▶ [Tasks to complete]
a. From the page on URI resolution in CSVW metadata, return word for word the part that opens with the words containing "This is to quote" and closes with "why do that?!".
b. Carry the page on URI resolution in CSVW metadata further, picking up right after its final sentence.

▶ [Page]
>>>

So prefixes in URI templates are first expanded in the @context of the metadata document; however the final identifier is resolved relative to the CSV's url, not the metadata documents base!

This is to quote Dan Brickley (one of the chairs of the CSVW working group) "weird".

In our metadata document relative URI's are all interpreted relative to the base URI of the metadata document; except in the case of aboutUrl,propertyUrl or valueUrl; where the base URI used for URI resolution is the url of the CSV table!!

So what? Setting a propertyUrl to the column's @id is weird, why do that?!

I appreciate some people might think doing this is distasteful. After all a CSV column isn't the same as a RDF predicate is it?

Is it not? I think reasonable people can agree to disagree here. However to explain the rationale I think it's worth digging into the semantics a little...

This begins to touch a little on the infamous HttpRange-14 issue, but a csvw:Column isn't literally a CSV column at all, it's a column description. And a column description could be the same thing as a predicate when you consider that a natural relational tabulation is for properties of the data to be columns.

For dataset local (unshared) properties, I think a column is quite a natural place to store the CSVW template for building its own predicate; and that this can simplify dataset construction for publishers.

Regardless this is just the most direct and easiest place to demonstrate the problem... The same issue applies to aboutUrl and valueUrl templates, and it is on these fields where the problem is potentially more damaging.

All ur @base are belong to them

Forgive the inverted meme reference but the problem when it comes to aboutUrl and valueUrl generation is that the linked data @base does not belong to us, it belongs to them!

Let me explain...

<<<

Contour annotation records
>>>

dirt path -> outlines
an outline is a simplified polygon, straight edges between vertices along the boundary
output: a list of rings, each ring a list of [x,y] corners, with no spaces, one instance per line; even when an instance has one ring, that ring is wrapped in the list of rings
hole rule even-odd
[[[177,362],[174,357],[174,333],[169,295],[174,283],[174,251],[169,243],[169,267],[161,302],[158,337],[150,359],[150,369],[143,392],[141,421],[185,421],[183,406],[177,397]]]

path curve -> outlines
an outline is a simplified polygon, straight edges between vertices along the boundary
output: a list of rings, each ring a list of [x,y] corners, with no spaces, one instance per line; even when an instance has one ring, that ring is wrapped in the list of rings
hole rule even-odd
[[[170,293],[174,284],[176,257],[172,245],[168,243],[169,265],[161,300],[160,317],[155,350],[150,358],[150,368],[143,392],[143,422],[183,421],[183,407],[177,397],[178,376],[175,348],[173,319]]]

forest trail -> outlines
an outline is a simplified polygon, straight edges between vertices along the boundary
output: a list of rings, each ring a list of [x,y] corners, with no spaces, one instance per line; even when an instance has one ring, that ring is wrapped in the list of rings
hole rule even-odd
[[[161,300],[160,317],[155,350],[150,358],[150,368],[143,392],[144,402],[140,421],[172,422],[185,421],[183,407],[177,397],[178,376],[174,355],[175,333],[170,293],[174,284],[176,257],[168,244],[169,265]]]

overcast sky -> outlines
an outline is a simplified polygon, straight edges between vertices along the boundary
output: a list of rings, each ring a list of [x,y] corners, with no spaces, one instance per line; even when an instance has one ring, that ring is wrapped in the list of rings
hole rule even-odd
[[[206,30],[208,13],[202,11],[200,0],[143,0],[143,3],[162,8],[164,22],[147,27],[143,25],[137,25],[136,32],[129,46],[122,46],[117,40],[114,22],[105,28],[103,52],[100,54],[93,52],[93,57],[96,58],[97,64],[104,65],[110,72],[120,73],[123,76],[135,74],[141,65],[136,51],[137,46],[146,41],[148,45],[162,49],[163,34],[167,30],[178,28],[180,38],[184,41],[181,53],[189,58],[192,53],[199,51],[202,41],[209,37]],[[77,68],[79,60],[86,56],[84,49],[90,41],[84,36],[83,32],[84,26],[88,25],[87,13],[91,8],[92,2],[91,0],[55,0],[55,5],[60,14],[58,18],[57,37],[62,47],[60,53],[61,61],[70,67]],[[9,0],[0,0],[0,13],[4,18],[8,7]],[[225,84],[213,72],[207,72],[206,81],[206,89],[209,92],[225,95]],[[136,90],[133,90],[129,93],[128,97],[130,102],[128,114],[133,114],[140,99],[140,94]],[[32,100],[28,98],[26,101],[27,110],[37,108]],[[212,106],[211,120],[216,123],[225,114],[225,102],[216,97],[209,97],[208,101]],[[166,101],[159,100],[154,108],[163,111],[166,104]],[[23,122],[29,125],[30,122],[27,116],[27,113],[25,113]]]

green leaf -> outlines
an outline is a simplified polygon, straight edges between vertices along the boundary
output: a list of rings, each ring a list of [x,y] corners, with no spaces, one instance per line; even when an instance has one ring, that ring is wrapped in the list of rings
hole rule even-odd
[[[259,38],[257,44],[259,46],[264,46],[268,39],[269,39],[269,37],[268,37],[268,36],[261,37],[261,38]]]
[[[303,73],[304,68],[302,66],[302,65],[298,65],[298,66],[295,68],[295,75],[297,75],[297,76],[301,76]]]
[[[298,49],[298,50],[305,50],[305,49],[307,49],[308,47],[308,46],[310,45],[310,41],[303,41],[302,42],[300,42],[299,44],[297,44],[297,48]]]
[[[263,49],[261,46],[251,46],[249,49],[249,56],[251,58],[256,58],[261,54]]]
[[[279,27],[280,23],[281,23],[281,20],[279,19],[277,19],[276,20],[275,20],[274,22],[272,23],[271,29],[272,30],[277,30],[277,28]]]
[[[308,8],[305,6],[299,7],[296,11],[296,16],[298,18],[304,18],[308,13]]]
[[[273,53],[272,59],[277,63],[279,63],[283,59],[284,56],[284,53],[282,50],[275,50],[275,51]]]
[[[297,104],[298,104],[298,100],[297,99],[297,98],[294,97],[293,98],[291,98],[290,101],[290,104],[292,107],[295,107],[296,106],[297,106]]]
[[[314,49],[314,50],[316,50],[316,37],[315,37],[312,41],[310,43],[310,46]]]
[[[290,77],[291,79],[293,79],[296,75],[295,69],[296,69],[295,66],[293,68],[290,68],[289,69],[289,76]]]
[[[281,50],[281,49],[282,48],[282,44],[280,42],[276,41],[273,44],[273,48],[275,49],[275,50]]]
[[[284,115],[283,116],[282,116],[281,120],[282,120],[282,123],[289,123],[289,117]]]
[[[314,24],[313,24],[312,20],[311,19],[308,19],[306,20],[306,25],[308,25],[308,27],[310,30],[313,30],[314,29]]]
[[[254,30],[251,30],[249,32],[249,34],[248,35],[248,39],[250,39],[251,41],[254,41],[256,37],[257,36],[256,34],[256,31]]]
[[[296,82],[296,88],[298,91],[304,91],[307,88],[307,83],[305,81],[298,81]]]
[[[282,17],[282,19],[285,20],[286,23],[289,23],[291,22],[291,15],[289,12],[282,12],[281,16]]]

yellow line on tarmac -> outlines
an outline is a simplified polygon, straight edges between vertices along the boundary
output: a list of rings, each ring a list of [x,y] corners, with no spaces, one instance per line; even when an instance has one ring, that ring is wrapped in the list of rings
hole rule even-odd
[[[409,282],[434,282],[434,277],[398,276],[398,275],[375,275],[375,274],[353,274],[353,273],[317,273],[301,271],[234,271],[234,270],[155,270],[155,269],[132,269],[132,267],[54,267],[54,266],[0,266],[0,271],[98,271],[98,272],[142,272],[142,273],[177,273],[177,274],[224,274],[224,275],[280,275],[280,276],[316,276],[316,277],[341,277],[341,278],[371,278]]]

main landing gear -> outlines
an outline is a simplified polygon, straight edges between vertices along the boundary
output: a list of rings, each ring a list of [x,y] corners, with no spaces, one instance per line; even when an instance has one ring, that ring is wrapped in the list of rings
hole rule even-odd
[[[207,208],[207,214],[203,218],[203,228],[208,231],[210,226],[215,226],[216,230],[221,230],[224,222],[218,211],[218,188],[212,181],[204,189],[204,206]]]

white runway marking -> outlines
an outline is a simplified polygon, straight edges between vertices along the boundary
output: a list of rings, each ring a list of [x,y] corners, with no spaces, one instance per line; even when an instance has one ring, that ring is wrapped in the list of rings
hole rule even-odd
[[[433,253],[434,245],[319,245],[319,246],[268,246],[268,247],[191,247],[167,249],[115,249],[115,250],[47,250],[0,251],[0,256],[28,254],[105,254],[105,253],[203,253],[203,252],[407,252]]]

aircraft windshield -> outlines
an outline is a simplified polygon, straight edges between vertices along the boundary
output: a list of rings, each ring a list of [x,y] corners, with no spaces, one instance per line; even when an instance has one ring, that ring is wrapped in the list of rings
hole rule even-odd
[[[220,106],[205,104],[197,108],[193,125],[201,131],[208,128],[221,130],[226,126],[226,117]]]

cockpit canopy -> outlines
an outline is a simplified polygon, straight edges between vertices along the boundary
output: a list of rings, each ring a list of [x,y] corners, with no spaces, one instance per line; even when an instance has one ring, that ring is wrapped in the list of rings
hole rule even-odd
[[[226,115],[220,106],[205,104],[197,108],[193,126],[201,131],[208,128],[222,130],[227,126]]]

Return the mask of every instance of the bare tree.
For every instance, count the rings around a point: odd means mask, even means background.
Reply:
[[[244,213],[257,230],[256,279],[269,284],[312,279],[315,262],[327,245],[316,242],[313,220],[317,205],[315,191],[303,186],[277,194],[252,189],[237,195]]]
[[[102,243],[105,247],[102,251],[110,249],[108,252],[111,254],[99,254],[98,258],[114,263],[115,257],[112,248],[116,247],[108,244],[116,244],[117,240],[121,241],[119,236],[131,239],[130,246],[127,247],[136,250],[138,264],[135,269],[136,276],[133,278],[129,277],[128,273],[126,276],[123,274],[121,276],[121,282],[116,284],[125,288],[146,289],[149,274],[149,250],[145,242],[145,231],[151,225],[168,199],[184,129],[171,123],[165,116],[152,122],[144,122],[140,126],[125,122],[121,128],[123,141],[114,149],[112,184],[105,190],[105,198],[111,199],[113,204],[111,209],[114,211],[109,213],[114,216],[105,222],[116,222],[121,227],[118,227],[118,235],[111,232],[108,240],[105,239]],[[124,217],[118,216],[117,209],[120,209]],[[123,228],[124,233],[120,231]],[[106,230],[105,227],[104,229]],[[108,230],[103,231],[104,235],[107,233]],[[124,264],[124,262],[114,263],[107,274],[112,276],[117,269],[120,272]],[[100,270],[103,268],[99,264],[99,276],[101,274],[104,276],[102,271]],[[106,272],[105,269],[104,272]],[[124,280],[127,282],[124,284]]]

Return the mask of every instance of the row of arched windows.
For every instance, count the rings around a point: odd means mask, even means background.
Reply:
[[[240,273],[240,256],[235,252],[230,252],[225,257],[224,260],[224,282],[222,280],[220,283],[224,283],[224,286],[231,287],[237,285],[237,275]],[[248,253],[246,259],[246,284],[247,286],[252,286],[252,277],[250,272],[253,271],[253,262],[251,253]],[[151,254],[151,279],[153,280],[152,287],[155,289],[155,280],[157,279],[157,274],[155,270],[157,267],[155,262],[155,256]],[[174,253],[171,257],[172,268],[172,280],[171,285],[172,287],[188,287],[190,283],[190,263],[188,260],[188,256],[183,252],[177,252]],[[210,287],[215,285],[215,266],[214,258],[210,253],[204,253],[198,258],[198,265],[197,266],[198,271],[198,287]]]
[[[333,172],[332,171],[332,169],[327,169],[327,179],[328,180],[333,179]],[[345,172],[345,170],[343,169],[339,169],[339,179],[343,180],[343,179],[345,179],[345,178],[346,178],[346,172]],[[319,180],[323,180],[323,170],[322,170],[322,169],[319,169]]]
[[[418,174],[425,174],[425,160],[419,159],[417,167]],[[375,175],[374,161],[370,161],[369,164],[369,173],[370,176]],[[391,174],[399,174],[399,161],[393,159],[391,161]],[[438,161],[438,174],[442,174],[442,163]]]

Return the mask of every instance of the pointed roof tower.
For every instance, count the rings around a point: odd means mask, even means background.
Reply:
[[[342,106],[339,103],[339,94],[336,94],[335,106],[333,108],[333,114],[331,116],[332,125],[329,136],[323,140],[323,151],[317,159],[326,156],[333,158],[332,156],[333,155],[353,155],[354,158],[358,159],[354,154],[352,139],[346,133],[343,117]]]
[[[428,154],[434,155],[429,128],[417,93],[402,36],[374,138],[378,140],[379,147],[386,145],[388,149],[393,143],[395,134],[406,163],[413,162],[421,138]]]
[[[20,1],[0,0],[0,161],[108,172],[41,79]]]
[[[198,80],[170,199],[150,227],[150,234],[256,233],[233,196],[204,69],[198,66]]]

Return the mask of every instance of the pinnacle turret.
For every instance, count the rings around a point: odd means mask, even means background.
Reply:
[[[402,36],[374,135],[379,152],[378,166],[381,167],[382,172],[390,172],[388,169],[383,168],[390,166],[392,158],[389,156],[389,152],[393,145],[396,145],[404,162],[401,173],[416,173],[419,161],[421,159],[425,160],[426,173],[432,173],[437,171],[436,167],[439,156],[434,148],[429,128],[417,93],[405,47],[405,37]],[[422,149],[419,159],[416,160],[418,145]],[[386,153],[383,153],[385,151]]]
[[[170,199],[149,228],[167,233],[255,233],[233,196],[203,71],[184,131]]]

<<<

▶ [Task results]
a.
This is to quote Dan Brickley (one of the chairs of the CSVW working group) "weird".

In our metadata document relative URI's are all interpreted relative to the base URI of the metadata document; except in the case of aboutUrl,propertyUrl or valueUrl; where the base URI used for URI resolution is the url of the CSV table!!

So what? Setting a propertyUrl to the column's @id is weird, why do that?!

b.
In linked data it is standard practice to coin URI's in domains/namespaces which you control. You can say anything about anything, but it's polite and makes sense from a data management perspective to coin identifiers in places you can exert control. This is fundamentally because a domain gives you not only some verifiable authority but also because it means people looking up the meaning of a document can find its definition there. If you don't own the location on the internet in which you coined your identifiers you can't ensure people can access a definition of them.

When it comes to CSVW the problem is that the relative identifiers for aboutUrl and valueUrl are coined in terms of the CSV's location:

i.e. the triples here exist in the CSV files domain, which could be somebody elses. They don't exist in the domain of our annotations:

csvdata:child-node-1 csvdata:parent-node csvdata:root-node .

It violates established best practices for publishing data on the web

Ok, I can see how that's a problem if we're not publishing the CSV file, but for our usecase the CSV file author and annotation publisher are the same so it's not a problem.

Ahh, but it still is a problem, because of linked data dereferencing!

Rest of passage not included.